Upon leaving my house, the Rabbi told me he was amazed to come upon such an old-fashioned deathbed situation in his young congregation, and was interested to hear about the home hospice program. It was clear he liked the idea.
(When I made aliyah eight years later, I wrote to that Rabbi and thanked him for his words that day. He replied with more encouraging words.)
Then one day Oma confided to Christine that she wanted to have a party the night before she died, but she didn't know which night that would be. Christine suggested that she have a party every night, and they announced the decision. Her "party" consisted of party hats for all visitors, Mother's brand gefilte fish (her choice!) and vodka gimlets. Those parties were the most memorably bittersweet events of my life.
****************
_WHAT TO WORK ON:_
#1 In the passage, what did Christine suggest when Oma did not know which night she would die?
#2 From the passage, print the words starting with "Upon leaving my" and going on through "more encouraging words.)".
#3 Decide whether each statement agrees with the passage, and back each answer with the deciding words quoted from it. (a) The Rabbi disliked the idea of the home hospice program. (b) The writer wrote to the Rabbi after making aliyah. (c) Mother's brand gefilte fish was served at the parties.
****************
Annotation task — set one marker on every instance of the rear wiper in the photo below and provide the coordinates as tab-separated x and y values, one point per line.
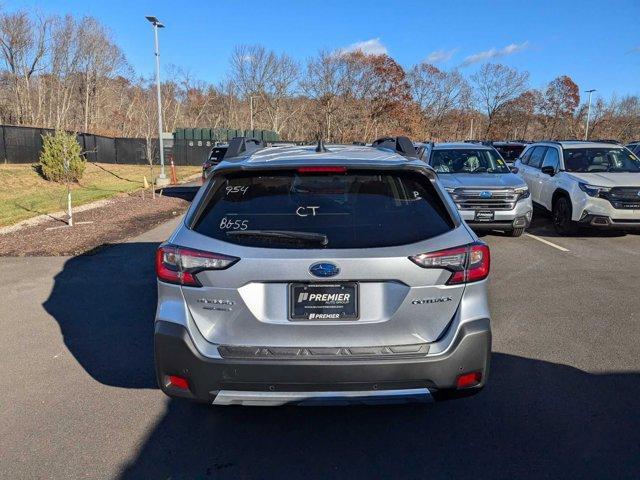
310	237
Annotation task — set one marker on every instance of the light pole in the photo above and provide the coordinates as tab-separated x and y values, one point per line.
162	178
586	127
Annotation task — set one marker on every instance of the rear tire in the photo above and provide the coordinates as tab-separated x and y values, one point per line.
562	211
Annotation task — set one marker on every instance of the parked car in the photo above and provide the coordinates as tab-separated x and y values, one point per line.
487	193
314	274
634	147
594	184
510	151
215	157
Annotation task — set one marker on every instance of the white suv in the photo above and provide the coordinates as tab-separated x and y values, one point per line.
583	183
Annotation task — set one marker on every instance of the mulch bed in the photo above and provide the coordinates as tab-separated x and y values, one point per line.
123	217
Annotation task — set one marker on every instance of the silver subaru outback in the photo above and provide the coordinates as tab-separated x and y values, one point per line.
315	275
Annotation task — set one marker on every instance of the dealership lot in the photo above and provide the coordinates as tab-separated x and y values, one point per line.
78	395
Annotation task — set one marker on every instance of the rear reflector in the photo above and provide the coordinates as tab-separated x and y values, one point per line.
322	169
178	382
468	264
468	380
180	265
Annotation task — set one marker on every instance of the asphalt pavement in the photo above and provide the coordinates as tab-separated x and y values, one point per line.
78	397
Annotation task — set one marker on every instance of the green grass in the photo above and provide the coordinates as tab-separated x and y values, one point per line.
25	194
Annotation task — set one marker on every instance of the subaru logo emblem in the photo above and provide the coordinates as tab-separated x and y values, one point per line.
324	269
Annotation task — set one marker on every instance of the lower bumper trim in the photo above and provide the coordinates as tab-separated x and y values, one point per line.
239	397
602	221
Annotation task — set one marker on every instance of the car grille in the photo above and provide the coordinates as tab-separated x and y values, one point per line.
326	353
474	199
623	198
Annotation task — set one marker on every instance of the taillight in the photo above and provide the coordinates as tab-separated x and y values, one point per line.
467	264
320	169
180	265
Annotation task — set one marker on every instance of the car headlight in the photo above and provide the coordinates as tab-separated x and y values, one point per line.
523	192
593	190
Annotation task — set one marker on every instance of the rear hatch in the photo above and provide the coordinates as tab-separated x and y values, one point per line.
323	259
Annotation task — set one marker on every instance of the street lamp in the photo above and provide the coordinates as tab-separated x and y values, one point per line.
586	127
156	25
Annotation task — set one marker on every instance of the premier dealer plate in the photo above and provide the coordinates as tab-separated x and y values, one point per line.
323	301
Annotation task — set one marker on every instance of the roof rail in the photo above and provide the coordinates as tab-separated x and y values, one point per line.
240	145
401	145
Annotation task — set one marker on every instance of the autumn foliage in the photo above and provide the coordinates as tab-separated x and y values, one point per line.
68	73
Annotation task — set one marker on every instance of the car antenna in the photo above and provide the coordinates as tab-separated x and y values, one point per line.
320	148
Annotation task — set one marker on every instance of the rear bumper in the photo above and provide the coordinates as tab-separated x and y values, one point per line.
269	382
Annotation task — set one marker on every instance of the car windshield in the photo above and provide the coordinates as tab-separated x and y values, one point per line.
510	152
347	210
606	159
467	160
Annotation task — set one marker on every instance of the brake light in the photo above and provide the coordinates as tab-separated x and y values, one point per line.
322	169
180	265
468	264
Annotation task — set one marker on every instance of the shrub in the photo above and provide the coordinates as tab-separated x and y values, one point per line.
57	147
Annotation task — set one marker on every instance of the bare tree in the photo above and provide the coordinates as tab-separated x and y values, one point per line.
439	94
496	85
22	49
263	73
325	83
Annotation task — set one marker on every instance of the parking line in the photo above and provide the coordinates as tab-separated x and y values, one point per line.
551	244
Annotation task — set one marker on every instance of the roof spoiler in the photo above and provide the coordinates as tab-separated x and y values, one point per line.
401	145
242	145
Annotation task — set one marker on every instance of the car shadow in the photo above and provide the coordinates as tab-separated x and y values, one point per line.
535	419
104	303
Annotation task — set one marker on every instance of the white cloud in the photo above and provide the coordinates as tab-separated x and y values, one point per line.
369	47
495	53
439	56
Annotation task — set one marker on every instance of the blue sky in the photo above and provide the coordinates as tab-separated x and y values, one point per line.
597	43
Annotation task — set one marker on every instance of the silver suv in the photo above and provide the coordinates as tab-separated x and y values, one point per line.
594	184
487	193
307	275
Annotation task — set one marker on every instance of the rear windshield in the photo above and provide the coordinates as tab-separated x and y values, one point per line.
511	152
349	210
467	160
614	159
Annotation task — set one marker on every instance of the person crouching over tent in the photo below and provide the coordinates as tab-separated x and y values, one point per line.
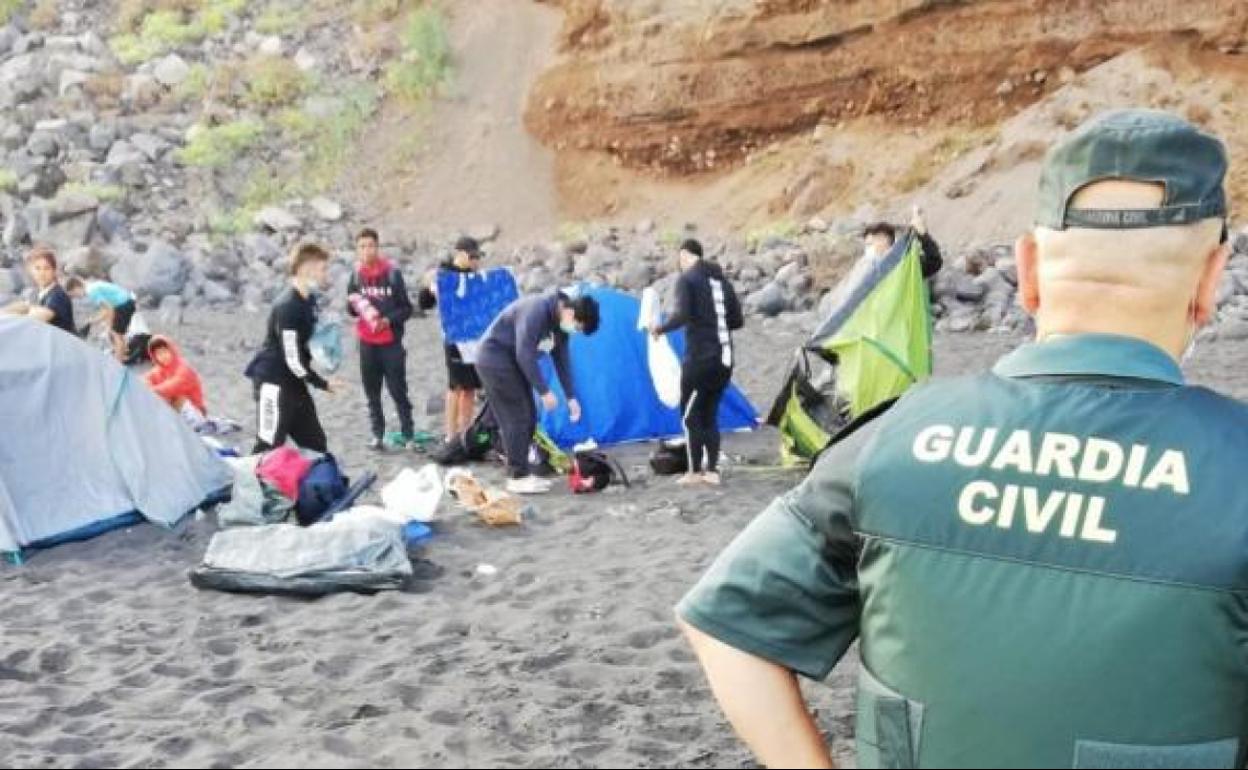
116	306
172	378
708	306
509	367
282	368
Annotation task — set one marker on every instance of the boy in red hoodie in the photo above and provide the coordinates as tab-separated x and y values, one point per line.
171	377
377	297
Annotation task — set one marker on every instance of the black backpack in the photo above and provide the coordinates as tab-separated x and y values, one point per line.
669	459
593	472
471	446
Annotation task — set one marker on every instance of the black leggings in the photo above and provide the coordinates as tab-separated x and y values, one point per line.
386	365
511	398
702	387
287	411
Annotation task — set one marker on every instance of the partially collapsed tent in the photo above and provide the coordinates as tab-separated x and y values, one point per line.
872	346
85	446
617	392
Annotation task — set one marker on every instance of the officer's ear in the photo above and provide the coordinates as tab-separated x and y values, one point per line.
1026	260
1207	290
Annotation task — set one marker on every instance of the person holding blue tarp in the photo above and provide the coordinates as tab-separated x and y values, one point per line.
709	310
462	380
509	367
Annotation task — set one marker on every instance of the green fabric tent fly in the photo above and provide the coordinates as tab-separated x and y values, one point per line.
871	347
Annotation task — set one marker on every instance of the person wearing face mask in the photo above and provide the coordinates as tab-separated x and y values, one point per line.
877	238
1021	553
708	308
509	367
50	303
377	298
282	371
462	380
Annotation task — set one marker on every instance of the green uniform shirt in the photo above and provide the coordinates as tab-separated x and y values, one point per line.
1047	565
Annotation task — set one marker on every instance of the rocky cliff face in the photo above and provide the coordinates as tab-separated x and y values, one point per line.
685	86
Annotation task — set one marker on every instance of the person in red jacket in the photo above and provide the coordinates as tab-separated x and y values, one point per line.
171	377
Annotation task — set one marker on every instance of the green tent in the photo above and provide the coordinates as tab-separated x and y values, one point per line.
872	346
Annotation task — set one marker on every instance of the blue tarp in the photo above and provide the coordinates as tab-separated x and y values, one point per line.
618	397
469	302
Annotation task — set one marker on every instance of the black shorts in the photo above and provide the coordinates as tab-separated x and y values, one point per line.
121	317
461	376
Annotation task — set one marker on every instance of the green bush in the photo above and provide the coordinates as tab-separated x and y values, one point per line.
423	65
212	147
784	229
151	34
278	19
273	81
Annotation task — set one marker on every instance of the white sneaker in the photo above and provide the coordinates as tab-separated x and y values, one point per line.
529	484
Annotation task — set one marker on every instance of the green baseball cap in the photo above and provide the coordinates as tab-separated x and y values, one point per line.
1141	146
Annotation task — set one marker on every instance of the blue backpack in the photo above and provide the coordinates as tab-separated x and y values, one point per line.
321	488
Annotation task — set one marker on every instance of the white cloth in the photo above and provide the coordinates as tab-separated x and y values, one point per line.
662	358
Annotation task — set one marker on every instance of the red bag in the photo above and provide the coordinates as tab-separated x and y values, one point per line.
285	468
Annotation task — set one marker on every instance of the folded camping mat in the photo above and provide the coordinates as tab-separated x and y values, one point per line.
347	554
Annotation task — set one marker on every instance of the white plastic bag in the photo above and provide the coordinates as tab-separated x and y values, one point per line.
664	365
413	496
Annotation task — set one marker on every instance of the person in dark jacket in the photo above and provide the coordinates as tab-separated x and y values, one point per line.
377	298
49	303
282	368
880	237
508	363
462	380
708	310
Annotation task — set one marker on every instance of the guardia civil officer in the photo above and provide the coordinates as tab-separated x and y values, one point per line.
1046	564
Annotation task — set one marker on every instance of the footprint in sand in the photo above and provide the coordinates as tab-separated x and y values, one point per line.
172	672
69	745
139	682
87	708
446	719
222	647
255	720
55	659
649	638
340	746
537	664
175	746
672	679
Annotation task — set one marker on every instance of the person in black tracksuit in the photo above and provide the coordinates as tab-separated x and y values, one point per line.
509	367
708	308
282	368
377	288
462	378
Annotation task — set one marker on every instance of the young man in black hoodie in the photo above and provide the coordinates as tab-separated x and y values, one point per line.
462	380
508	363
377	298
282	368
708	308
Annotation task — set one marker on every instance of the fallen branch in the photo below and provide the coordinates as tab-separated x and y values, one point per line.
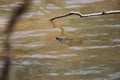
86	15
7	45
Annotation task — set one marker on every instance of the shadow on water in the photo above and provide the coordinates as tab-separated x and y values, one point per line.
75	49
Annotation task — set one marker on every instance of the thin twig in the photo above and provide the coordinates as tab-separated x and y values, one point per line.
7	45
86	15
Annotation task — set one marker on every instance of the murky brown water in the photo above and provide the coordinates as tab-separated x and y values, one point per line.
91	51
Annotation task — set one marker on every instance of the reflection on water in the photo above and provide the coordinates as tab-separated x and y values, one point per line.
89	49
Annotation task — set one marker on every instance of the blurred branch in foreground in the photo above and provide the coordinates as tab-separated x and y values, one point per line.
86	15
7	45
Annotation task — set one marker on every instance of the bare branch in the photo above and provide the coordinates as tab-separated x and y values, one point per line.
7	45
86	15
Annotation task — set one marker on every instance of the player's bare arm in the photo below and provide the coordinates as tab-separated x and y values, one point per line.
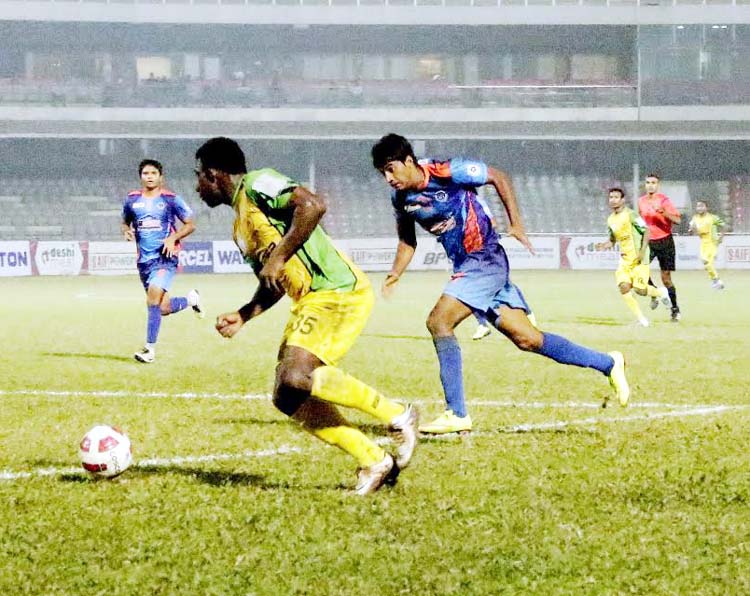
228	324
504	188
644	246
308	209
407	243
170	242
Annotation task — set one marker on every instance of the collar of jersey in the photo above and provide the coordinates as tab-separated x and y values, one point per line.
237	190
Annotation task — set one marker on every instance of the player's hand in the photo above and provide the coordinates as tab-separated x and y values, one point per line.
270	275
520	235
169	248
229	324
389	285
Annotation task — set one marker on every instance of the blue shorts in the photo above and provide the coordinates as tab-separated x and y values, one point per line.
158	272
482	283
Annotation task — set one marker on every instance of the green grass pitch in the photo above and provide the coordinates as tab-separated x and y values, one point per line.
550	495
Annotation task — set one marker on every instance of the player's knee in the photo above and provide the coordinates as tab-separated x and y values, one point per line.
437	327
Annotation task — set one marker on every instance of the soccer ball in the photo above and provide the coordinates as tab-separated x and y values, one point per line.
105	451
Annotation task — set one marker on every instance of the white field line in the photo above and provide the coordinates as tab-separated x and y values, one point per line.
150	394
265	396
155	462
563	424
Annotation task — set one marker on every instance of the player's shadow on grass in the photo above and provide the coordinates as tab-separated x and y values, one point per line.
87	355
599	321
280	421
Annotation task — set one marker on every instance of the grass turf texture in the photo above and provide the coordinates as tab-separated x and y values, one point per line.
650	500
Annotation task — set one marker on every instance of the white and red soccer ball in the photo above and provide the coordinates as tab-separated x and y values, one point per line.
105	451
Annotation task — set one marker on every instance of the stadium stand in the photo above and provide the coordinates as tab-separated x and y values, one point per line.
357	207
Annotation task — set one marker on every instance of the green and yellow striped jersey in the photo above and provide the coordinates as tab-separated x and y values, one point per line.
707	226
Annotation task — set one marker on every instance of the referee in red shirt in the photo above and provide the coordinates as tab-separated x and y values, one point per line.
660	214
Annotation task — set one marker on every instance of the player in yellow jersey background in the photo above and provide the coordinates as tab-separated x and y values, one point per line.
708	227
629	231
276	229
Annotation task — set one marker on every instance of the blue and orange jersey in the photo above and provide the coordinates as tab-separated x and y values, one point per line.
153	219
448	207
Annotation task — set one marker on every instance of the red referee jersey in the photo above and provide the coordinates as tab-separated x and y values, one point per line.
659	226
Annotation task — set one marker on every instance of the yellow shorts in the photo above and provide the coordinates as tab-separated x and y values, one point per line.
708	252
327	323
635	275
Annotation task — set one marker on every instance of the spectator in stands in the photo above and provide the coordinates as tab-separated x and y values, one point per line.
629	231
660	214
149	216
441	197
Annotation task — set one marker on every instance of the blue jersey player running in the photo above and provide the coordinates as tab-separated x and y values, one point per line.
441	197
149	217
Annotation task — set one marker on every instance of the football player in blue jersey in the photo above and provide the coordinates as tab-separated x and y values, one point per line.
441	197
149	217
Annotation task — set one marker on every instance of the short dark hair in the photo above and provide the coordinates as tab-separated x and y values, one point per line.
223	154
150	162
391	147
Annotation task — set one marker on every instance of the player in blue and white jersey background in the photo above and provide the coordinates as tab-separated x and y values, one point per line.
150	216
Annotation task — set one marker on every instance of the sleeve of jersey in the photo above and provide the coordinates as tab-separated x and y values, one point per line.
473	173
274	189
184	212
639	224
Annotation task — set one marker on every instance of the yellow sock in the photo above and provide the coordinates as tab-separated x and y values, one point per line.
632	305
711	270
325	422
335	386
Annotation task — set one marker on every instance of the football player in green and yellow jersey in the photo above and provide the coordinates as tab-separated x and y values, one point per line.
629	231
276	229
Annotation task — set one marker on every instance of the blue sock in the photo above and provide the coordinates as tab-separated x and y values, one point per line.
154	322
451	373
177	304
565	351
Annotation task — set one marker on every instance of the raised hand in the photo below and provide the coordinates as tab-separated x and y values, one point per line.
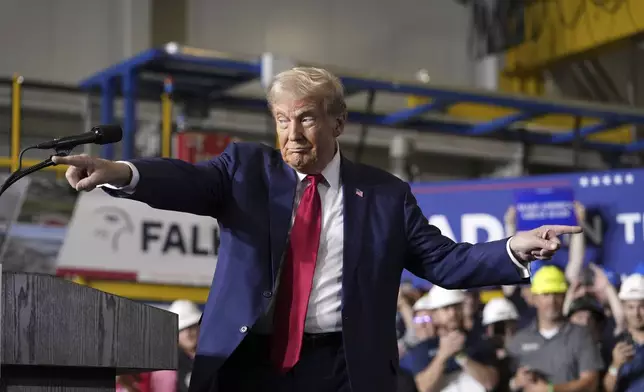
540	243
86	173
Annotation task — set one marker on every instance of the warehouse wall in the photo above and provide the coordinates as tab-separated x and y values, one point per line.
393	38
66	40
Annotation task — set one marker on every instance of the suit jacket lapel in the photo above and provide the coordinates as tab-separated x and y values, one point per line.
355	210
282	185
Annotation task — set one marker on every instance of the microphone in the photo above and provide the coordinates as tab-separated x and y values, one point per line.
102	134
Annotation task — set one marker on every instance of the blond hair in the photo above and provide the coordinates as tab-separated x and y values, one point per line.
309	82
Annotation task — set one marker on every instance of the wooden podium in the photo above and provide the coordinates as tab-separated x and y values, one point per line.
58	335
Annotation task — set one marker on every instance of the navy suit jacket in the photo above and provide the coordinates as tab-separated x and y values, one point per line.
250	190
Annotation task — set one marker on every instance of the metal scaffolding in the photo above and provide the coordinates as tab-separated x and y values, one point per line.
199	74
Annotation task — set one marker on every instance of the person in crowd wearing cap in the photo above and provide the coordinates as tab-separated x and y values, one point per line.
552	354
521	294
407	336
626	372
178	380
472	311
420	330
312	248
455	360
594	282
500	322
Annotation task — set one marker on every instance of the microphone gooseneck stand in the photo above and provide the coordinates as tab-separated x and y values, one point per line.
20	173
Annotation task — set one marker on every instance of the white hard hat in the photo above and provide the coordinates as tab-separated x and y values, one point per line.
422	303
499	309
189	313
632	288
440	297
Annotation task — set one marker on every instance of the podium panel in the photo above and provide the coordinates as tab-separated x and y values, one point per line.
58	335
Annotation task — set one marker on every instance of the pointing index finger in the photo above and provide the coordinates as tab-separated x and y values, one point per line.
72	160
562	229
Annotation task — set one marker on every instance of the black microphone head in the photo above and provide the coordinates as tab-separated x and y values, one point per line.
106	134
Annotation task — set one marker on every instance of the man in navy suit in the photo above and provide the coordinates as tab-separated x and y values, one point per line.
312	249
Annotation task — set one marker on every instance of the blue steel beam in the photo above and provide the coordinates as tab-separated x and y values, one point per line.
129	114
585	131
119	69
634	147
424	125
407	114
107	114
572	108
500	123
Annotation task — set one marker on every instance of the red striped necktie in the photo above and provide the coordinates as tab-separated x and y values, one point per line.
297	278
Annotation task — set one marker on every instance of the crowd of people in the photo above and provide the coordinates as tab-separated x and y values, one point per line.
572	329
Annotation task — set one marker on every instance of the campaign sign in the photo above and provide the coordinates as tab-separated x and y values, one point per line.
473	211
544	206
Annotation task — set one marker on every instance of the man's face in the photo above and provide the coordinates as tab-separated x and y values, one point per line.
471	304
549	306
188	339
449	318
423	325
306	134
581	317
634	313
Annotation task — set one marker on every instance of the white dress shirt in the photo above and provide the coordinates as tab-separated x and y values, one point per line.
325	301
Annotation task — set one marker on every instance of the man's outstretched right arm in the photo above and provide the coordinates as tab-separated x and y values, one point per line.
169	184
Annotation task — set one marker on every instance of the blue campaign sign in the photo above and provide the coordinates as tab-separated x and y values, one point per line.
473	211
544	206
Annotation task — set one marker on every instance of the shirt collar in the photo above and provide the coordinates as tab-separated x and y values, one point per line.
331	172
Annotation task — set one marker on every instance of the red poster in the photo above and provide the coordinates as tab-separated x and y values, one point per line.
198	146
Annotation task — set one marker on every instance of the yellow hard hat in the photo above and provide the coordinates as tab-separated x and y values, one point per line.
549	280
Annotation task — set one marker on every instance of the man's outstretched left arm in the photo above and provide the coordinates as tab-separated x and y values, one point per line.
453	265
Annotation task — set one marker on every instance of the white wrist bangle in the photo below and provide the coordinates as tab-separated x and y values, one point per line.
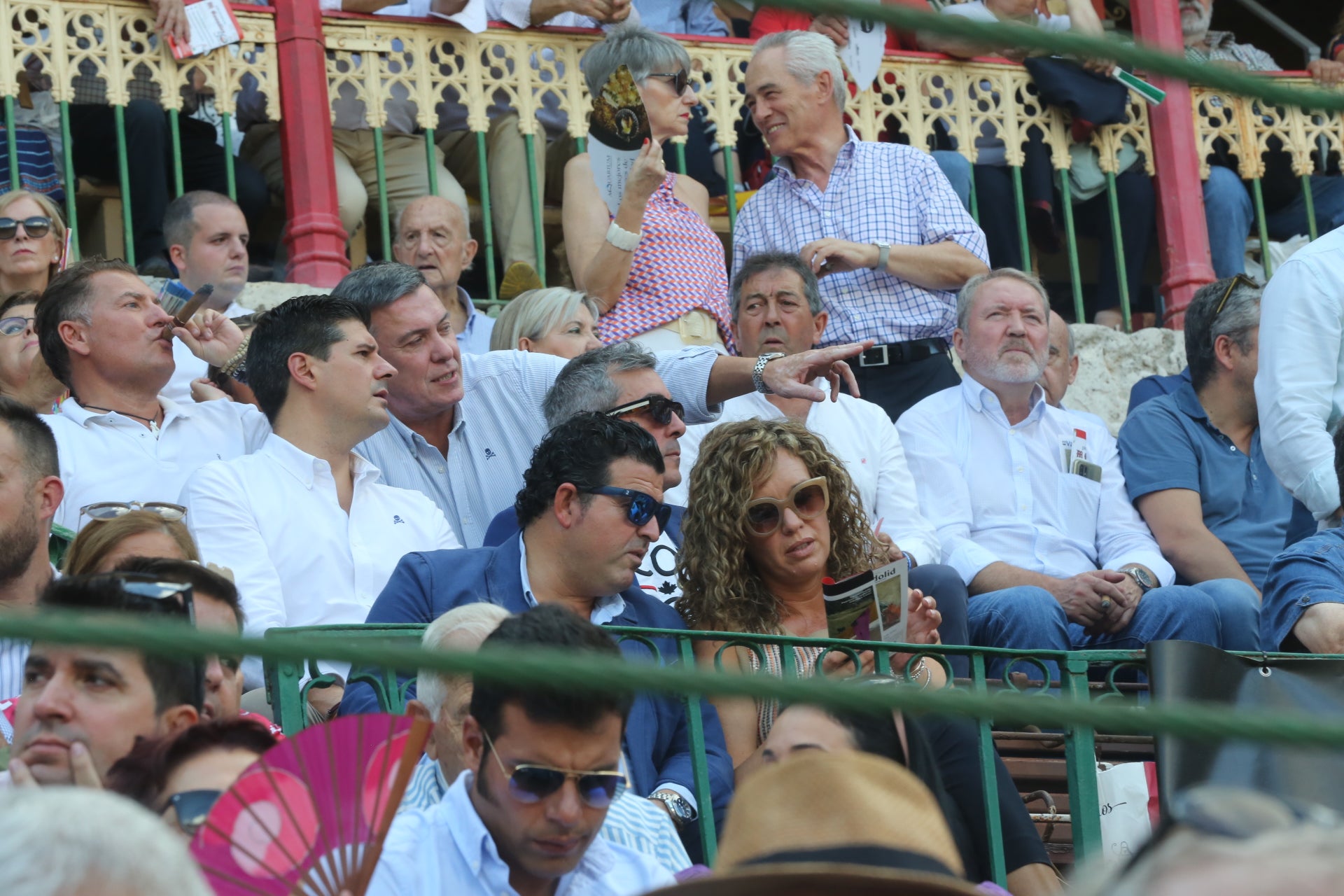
****************
_ANSWER SET:_
#1 She suggested that Oma have a party every night.

#2
Upon leaving my house, the Rabbi told me he was amazed to come upon such an old-fashioned deathbed situation in his young congregation, and was interested to hear about the home hospice program. It was clear he liked the idea.
(When I made aliyah eight years later, I wrote to that Rabbi and thanked him for his words that day. He replied with more encouraging words.)

#3
(a) No: "It was clear he liked the idea."
(b) Yes: "When I made aliyah eight years later, I wrote to that Rabbi and thanked him for his words that day."
(c) Yes: "Her "party" consisted of party hats for all visitors, Mother's brand gefilte fish (her choice!) and vodka gimlets."